● Your tasks
a. Reproduce the passage of the tax cut article from "Democrats defended the" up to and including "between the chambers.".
b. According to the tax cut article, how many military families would not qualify for the full child tax credit under the House version?
c. List every person named in the tax cut article.

Friday, June 13, 2003

DeLay Balloons $3.5 Billion Dollar Tax Cut to $82 Billion but Cuts Military Families Out


The 224 to 201 vote sets up a fight with the Senate, which adopted a more modest $10 billion bill last week. The Senate version would provide a $1,000 per-child tax credit for families earning $10,500 to $26,000 a year until 2005.

The House's decision to broaden and extend the proposed tax cuts could doom the enhanced child credit for low-income parents altogether. The reason is that several senators are threatening to filibuster the House version because it exceeds their preset budget limits. That would force proponents to muster 60 votes for passage, a virtual impossibility on such an issue in the narrowly divided, 100-member Senate.

Democrats called the Republican proposal a sham, saying it would worsen the deficit and delay Congress in sending a consensus bill to the president. In contrast to the Senate bill, they said, the House version would not allow 200,000 military families to qualify for the full child tax credit because combat pay does not count as income for tax purposes.

"They're taking a $3.5 billion problem that they created and they're using it to spend $82 billion of the Social Security Trust Fund and drive America even deeper into debt," said Rep. Martin Frost (D-Tex.).

Democrats defended the expanded child tax credit for lower-income households, saying these families pay property and payroll taxes (for Social Security and Medicare) even if they earn too little to owe federal income taxes. They questioned why House leaders did not accept the Senate version and avoid a potentially fatal conference between the chambers.

"This legislation would kill the expansion of the child tax credit," said House Minority Leader Nancy Pelosi (D-Calif.). "The Republicans give new meaning to the phrase, 'Suffer the little children.' "

After the vote, several Democrats and one Republican -- Sen. Olympia J. Snowe of Maine -- said in a statement they would fight any measure that would "increase the deficit. . . . We believe the Senate bill is the right solution to this problem."

Even if Senate and House members agree on a tax cut bill, low-income parents will have to wait until next year to receive their $400 checks, which would represent the difference between the current child credit of $600 and the new $1,000 amount. Such checks are already in the works for higher-income families, who were covered by the earlier $350 billion tax cut bill.

● Excerpted records
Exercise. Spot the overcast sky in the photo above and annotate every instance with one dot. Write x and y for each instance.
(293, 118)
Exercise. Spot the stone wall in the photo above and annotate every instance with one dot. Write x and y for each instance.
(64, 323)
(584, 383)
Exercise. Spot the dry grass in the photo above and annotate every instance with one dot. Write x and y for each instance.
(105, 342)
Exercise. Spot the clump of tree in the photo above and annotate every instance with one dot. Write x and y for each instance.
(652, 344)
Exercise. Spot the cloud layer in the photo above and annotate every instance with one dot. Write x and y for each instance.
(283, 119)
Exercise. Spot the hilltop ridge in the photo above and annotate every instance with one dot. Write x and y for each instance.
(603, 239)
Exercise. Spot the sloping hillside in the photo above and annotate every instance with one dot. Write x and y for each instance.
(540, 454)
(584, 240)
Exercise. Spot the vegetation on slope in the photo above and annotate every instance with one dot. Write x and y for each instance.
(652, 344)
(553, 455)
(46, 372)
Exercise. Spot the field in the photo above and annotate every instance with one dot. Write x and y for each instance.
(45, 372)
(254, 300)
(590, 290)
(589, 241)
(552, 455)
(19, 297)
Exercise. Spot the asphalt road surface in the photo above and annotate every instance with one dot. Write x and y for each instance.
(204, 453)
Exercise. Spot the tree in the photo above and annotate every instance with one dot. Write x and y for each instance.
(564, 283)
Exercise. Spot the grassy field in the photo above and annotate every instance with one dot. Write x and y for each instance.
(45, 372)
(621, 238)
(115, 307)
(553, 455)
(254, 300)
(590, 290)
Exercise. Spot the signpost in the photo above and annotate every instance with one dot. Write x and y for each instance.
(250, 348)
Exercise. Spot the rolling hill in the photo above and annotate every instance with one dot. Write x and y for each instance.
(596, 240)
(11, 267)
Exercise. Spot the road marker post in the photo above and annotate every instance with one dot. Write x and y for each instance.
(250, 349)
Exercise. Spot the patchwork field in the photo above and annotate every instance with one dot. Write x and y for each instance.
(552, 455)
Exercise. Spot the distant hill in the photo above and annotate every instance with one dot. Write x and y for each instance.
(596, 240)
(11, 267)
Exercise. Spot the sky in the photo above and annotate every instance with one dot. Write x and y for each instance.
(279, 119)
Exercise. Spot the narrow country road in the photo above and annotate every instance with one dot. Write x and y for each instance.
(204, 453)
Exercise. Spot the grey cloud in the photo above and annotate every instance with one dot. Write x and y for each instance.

● Response list
a.
Democrats defended the expanded child tax credit for lower-income households, saying these families pay property and payroll taxes (for Social Security and Medicare) even if they earn too little to owe federal income taxes. They questioned why House leaders did not accept the Senate version and avoid a potentially fatal conference between the chambers.

b. 200,000 military families.

c.
DeLay
Rep. Martin Frost
Nancy Pelosi
Sen. Olympia J. Snowe